# [WORK TO COMPLETE]
Arrange the items below as a numbered list and omit any blank lines.

# [PROVIDED ENTRIES]
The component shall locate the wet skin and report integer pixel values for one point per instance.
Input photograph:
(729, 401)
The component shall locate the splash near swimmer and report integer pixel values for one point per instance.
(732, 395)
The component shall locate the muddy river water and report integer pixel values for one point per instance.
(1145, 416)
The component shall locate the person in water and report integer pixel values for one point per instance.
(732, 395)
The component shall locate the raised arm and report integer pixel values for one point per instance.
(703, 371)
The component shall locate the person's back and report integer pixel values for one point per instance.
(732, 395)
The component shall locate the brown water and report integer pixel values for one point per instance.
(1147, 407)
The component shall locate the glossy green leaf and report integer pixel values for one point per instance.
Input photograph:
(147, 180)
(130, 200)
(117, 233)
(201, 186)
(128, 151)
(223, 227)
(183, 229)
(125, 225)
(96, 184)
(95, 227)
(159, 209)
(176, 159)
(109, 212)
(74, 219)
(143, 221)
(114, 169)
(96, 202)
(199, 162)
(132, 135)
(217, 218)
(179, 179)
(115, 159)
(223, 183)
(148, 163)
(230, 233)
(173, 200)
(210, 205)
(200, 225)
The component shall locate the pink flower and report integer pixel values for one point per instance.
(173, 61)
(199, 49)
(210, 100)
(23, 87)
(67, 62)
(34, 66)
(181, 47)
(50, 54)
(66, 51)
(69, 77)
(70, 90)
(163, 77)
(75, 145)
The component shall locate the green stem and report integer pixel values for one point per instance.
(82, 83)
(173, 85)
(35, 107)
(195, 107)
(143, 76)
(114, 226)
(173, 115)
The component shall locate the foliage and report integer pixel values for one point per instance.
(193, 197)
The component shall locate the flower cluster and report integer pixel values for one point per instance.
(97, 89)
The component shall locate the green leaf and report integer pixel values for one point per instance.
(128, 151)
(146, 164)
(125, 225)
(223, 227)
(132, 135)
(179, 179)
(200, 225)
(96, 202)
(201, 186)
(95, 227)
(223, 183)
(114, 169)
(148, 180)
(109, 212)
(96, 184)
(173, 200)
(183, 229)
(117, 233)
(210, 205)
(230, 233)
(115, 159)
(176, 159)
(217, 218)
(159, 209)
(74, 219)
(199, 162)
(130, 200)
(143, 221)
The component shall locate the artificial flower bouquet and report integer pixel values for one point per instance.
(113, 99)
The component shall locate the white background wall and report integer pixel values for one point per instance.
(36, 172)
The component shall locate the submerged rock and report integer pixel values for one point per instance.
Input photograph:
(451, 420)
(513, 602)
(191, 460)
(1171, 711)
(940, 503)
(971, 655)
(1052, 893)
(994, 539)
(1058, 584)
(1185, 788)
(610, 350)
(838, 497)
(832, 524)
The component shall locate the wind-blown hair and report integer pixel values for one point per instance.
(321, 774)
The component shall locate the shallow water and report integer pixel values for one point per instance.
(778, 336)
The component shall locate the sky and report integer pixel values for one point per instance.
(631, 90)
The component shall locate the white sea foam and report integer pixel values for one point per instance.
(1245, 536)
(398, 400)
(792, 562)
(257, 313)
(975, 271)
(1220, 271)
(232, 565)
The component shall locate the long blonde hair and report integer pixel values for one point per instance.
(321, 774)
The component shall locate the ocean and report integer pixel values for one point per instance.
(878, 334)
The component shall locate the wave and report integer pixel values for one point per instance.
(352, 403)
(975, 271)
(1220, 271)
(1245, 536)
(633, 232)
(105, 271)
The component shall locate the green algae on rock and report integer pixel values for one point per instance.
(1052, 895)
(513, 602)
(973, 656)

# [EXERCISE SOLUTION]
1. The component shall locate the wet skin and report integer pixel values for one point per instance.
2. Input photograph:
3. (729, 401)
4. The component shall locate the splash near swimmer and report integer pixel values for one point per instance.
5. (732, 395)
6. The component shall locate the muddy river water and report integer pixel values for one point per instance.
7. (1145, 416)
8. The component shall locate the person in water and report integer pixel values for one point per instance.
9. (732, 395)
10. The component shall locate the raised arm and report integer pixel values for one point per instance.
11. (703, 371)
12. The component shall locate the person's back and report integer pixel values for one point per instance.
13. (732, 395)
14. The component shall locate the brown water and report integer pixel values for one point per instance.
15. (1147, 407)
16. The component shall locate the glossy green leaf and report integer pixel values for one point per instance.
17. Input photograph:
18. (147, 180)
19. (130, 200)
20. (117, 233)
21. (201, 186)
22. (128, 151)
23. (223, 227)
24. (183, 229)
25. (125, 225)
26. (96, 184)
27. (95, 227)
28. (159, 209)
29. (176, 159)
30. (109, 212)
31. (74, 219)
32. (143, 221)
33. (114, 169)
34. (96, 202)
35. (199, 162)
36. (132, 135)
37. (217, 218)
38. (179, 179)
39. (115, 159)
40. (223, 183)
41. (148, 163)
42. (230, 233)
43. (173, 200)
44. (210, 205)
45. (200, 225)
46. The component shall locate the pink flower and report integer pixel values for one point per instance.
47. (173, 61)
48. (199, 49)
49. (210, 100)
50. (23, 87)
51. (67, 62)
52. (34, 66)
53. (181, 47)
54. (50, 54)
55. (66, 51)
56. (69, 77)
57. (70, 90)
58. (163, 77)
59. (75, 145)
60. The component shall locate the green stem and report integer pixel values for one point per instance.
61. (82, 83)
62. (173, 85)
63. (35, 107)
64. (195, 107)
65. (143, 76)
66. (114, 226)
67. (173, 115)
68. The component shall locate the foliage and report integer pixel values for one point per instance.
69. (193, 197)
70. The component shall locate the flower cluster and report integer pixel values for one point per instance.
71. (97, 89)
72. The component shall locate the green leaf and report integer pixel values for one point per instance.
73. (128, 151)
74. (146, 164)
75. (125, 225)
76. (223, 227)
77. (132, 135)
78. (179, 179)
79. (200, 225)
80. (96, 202)
81. (201, 186)
82. (95, 227)
83. (223, 183)
84. (114, 169)
85. (148, 180)
86. (109, 212)
87. (96, 184)
88. (173, 200)
89. (183, 229)
90. (117, 233)
91. (210, 205)
92. (230, 233)
93. (115, 159)
94. (176, 159)
95. (217, 218)
96. (159, 209)
97. (74, 219)
98. (199, 162)
99. (130, 200)
100. (143, 221)
101. The component shall locate the artificial flower bouquet and report integer pixel values for one point per instance.
102. (113, 99)
103. The component shall locate the white background wall and report integer pixel values for one point per instance.
104. (36, 172)
105. The component shall locate the submerged rock and report integer pixel values for one point per instance.
106. Input photograph:
107. (451, 420)
108. (513, 602)
109. (191, 460)
110. (1171, 711)
111. (940, 503)
112. (971, 655)
113. (1052, 893)
114. (994, 539)
115. (1058, 584)
116. (1185, 788)
117. (610, 350)
118. (838, 497)
119. (832, 524)
120. The component shall locate the wind-blown hair and report integer pixel values for one point per instance.
121. (321, 774)
122. The component shall locate the shallow water and report integer pixel values for one point per instance.
123. (778, 336)
124. The component shall locate the sky and report integer pixel values for one point per instance.
125. (631, 90)
126. The component shall locate the white sea foam and report integer pixel values for one point per instance.
127. (1245, 536)
128. (398, 400)
129. (792, 562)
130. (257, 313)
131. (975, 271)
132. (1220, 271)
133. (232, 565)
134. The component shall locate the long blonde hair and report integer pixel values for one point per instance.
135. (321, 774)
136. The component shall locate the ocean and report integer pixel values for one point per instance.
137. (878, 334)
138. The component shall locate the wave and report integer pixel values for one point per instance.
139. (352, 403)
140. (975, 271)
141. (1220, 271)
142. (1245, 536)
143. (633, 232)
144. (105, 271)
145. The component shall locate the green algae on rock and report integer pixel values for one point per instance.
146. (1052, 895)
147. (513, 602)
148. (973, 656)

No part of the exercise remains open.